Text →
-- -- --
The Photoelectric Equation

The energy of a photon is equal to:

$E = h f$

This equation shows that:
- Photon energy $(E)$ and frequency $(f)$ are directly proportional
- Therefore, a photon which has a greater frequency than the threshold frequency of the metal will also have a greater energy than the work function of the metal

When a photon is incident on the surface of a metal, its energy is divided as follows:
- The energy equal to the work function is used to liberate a photoelectron from the metal
- The remaining energy will be transferred to the photoelectron as kinetic energy

This can be described using the photoelectric equation:

$h f = ϕ + E_{k m a x}$

The maximum kinetic energy a photoelectron can have is therefore:

$E_{k m a x} = h f - ϕ$

Where:
- h = Planck's constant (J s)
- f = frequency of the incident radiation (Hz)
- $Φ$ = work function of the metal (J)
- $E_{K m a x}$ = maximum kinetic energy of a photoelectron (J)
-- -- --
Pointing records →
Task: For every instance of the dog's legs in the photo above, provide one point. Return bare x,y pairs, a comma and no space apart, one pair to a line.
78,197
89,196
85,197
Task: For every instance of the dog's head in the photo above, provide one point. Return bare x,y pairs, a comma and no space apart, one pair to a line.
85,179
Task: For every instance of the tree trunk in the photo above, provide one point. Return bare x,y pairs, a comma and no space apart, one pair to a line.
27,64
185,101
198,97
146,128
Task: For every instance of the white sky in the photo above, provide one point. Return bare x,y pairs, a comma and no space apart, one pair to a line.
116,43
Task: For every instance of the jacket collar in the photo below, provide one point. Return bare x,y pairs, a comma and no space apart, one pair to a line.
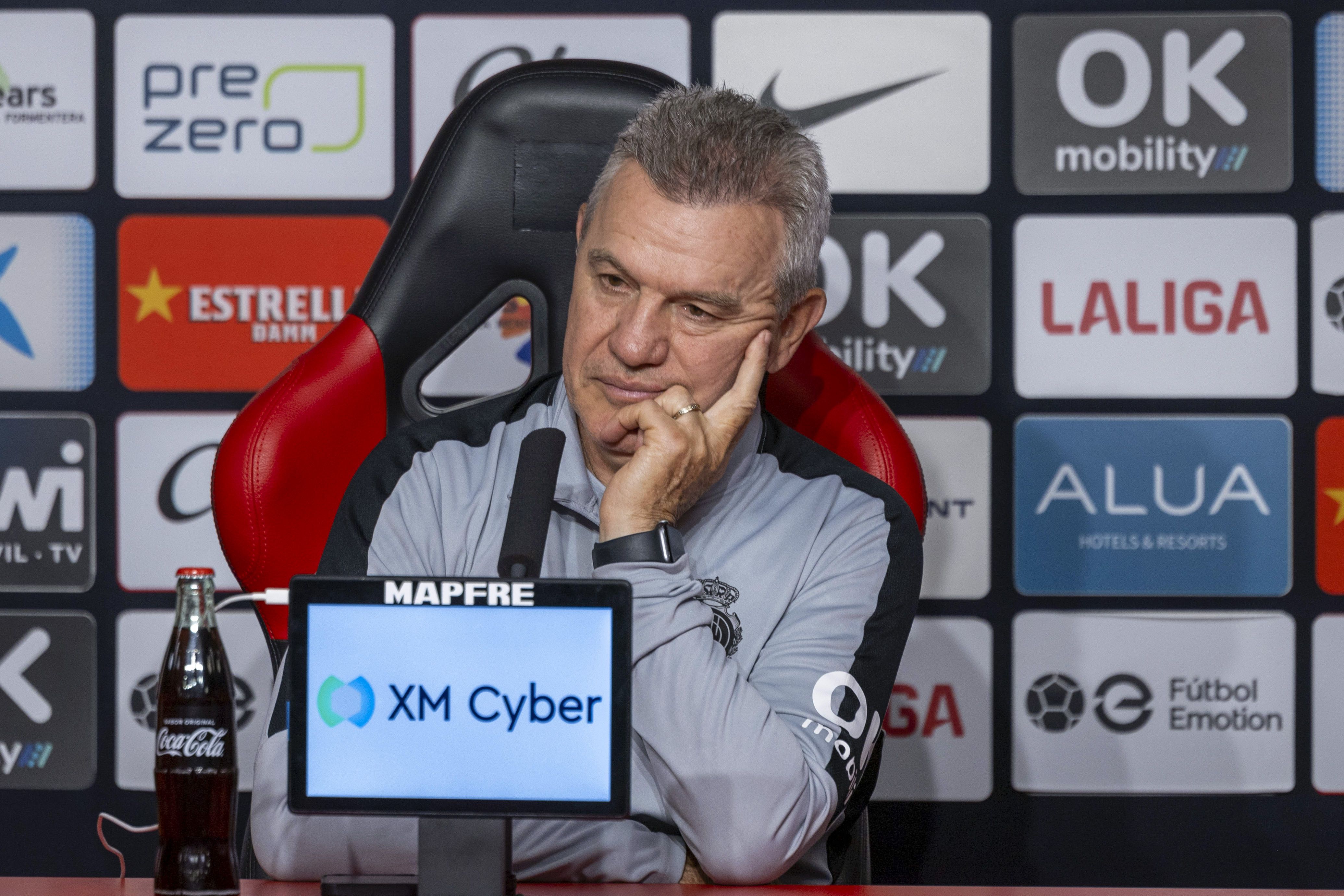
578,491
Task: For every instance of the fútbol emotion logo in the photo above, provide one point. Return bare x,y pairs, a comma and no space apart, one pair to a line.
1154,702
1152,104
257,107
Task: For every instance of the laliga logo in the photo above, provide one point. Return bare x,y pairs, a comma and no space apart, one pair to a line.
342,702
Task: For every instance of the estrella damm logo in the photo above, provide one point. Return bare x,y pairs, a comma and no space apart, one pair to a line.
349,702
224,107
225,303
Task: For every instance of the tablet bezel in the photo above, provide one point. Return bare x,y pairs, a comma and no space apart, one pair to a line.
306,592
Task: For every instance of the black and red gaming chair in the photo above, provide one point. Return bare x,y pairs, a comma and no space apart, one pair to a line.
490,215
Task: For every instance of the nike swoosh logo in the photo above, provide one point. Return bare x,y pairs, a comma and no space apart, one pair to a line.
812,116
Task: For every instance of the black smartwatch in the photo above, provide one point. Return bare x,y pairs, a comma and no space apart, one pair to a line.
-- -- --
Required tasks →
• 1. In the text on the photoelectric equation, what is the energy equal to the work function used for when a photon strikes a metal?
• 2. Extend the text on the photoelectric equation beyond its final line.

Answers →
• 1. It is used to liberate a photoelectron from the metal.

• 2.
The photoelectric equation shows that incident photons:
- Which do not have enough energy to overcome the work function (Φ) will not liberate any photoelectrons
- Which have a frequency equal to the threshold frequency $(f_{0})$ will be just able to liberate photoelectrons from the surface of the metal
- These photons have energy equal to:

$E = h f_{0} = Φ$

The photoelectric equation shows that for photoelectrons:
- Those that are just able to escape the surface of the metal will have zero kinetic energy
- The majority will have kinetic energies less than $E_{k m a x}$
- The maximum kinetic energy $E_{k m a x}$ depends only on the frequency of the incident photon and not the intensity of the radiation

Graphical Representation of Work Function

The photoelectric equation can be rearranged into the equation of a straight-line:

$y = m x + c$

Comparing this to the photoelectric equation:

$E_{K m a x} = h f - Φ$

A graph of maximum kinetic energy $E_{K m a x}$ against frequency $f$ can be obtained

The key elements of the graph are:
- The work function Φ is the y-intercept
- The threshold frequency f₀ is the x-intercept
- The gradient is equal to Planck's constant h
- There are no electrons emitted below the threshold frequency f₀

Worked example

The graph below shows how the maximum kinetic energy E_k of electrons emitted from the surface of sodium metal varies with the frequency f of the incident radiation.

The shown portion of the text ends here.